-------- STUDY MATERIAL --------

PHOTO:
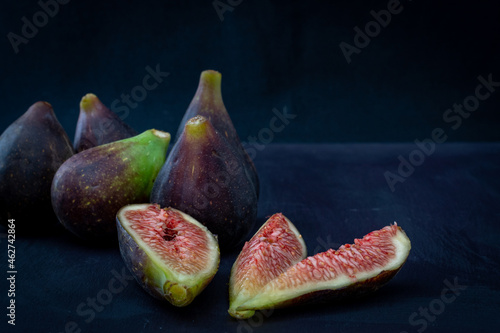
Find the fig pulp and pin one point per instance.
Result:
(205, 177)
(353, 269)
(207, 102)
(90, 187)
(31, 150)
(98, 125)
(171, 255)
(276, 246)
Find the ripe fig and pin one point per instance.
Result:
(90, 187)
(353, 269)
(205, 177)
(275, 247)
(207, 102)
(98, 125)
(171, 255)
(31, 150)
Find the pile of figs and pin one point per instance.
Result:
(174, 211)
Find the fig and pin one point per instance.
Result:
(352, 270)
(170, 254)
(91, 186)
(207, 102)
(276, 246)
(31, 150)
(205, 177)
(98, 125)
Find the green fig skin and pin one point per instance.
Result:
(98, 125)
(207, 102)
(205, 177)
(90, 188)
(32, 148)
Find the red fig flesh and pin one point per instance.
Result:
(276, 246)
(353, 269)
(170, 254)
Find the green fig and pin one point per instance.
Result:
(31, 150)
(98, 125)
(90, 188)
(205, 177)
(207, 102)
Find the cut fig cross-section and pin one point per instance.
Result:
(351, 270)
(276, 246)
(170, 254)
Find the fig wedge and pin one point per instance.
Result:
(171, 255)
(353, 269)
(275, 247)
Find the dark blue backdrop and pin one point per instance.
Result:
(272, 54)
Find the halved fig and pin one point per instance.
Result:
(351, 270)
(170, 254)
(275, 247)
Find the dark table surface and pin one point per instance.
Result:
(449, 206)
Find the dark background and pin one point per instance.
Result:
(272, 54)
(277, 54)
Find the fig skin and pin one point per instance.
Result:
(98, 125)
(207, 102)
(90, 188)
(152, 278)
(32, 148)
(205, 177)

--------

**REQUIREMENT:**
Reproduce the opening lines of the material above exactly, ending with the line that contains "Find the fig and pin one point per instance.". Omit every picture.

**RESULT:**
PHOTO:
Find the fig pulp and pin one point per instance.
Result:
(205, 177)
(353, 269)
(207, 102)
(90, 187)
(31, 150)
(98, 125)
(171, 255)
(276, 246)
Find the ripe fig and pin one point per instance.
Result:
(90, 187)
(353, 269)
(205, 177)
(275, 247)
(207, 102)
(98, 125)
(171, 255)
(31, 150)
Find the pile of figs and pin one point per instance.
Result:
(174, 211)
Find the fig and pin one point per instance.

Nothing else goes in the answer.